■ **Task goal**: Render everything from the line containing "Ground smartphone in" down through the line containing "left=315, top=130, right=360, bottom=177" as a Markdown table with the columns Index and Line. Number each line in order and omit any blank ones.

■ **Records for processing**:

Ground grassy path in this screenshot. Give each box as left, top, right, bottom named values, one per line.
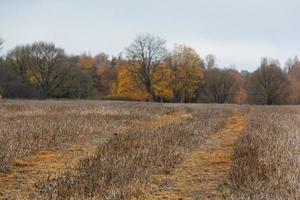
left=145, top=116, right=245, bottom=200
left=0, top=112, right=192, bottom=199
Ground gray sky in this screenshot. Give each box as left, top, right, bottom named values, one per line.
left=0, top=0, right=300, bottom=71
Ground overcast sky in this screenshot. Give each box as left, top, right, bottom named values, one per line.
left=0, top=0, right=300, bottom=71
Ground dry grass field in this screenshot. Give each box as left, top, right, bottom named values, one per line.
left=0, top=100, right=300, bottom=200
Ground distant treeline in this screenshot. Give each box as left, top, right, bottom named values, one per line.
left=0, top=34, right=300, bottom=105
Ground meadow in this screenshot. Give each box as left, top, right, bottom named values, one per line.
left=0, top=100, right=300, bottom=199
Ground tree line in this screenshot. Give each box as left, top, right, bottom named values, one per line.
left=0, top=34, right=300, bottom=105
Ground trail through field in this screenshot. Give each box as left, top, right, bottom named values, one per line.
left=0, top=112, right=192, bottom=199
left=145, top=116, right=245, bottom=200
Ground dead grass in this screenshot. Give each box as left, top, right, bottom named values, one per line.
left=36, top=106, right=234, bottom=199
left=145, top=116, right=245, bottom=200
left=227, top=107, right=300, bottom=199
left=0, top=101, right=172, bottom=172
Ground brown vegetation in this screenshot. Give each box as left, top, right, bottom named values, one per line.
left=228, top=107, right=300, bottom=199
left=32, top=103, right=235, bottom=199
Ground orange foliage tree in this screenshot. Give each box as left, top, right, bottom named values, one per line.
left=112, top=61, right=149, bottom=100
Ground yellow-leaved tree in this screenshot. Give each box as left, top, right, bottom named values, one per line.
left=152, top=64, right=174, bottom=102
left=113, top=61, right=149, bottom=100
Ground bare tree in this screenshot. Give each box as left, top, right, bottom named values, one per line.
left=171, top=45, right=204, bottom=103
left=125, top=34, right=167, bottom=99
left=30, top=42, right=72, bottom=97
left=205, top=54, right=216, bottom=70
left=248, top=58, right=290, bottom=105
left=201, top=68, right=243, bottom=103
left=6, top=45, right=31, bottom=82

---

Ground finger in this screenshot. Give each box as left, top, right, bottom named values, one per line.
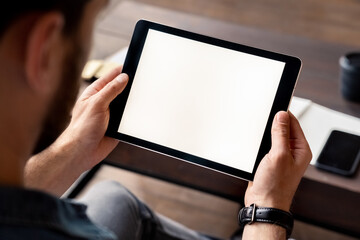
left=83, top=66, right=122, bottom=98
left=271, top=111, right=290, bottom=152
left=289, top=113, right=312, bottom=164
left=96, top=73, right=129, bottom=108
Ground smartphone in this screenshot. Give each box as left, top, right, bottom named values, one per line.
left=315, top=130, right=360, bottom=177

■ **Full answer**:
| Index | Line |
|---|---|
| 1 | Ground smartphone in this screenshot. Give each box as left, top, right, bottom named values, one per line. |
| 2 | left=315, top=130, right=360, bottom=177 |